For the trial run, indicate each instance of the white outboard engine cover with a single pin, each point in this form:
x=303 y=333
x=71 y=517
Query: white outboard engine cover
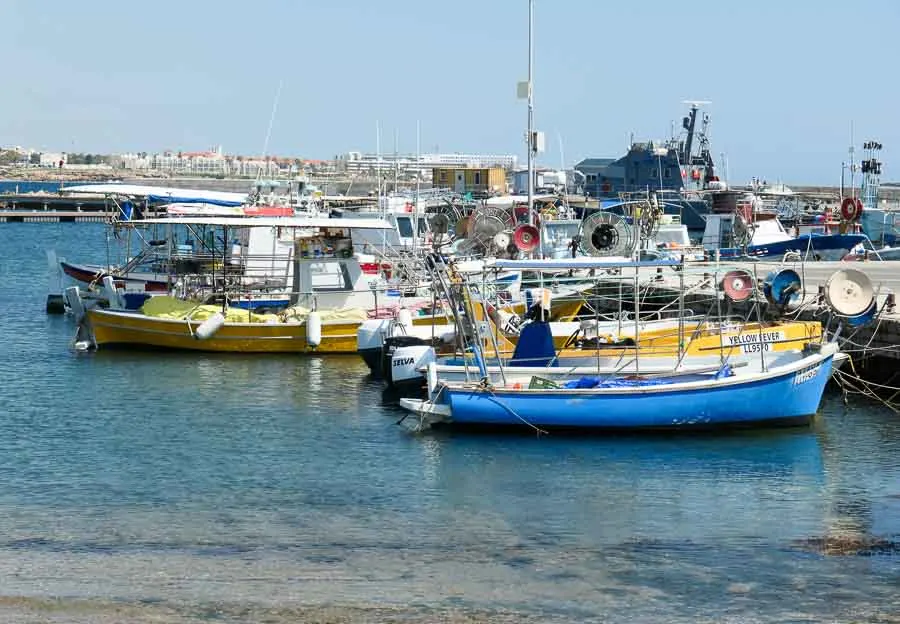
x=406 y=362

========

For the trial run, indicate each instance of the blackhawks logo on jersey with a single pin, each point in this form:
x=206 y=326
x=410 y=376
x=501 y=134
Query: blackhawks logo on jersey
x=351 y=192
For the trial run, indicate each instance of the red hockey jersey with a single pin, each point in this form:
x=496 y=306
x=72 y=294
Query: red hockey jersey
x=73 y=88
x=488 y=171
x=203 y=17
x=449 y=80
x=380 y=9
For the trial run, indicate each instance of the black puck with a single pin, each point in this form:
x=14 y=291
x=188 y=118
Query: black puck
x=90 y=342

========

Copy the rows from the line containing "For the trial run, indicate each instance of the white" through the line containing "x=406 y=362", both included. Leave out the pictures.

| ANSWER TO THIS EXERCISE |
For the trial run, indicate each instance of the white outboard engine cover with a single pin, each point in this form:
x=303 y=333
x=71 y=517
Query: white outboard engine cover
x=406 y=362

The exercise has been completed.